[What you have to do] Write each entry out once more, please, precisely as shown.

Natural-language object grounding data:
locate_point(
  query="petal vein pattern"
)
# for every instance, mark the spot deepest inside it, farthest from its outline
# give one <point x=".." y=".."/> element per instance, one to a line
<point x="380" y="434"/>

[Your solution]
locate_point(
  query="petal vein pattern"
)
# for every instance, mark the spot deepest inside it, farthest from its outline
# give one <point x=".." y=".."/> element per instance, one to a line
<point x="380" y="434"/>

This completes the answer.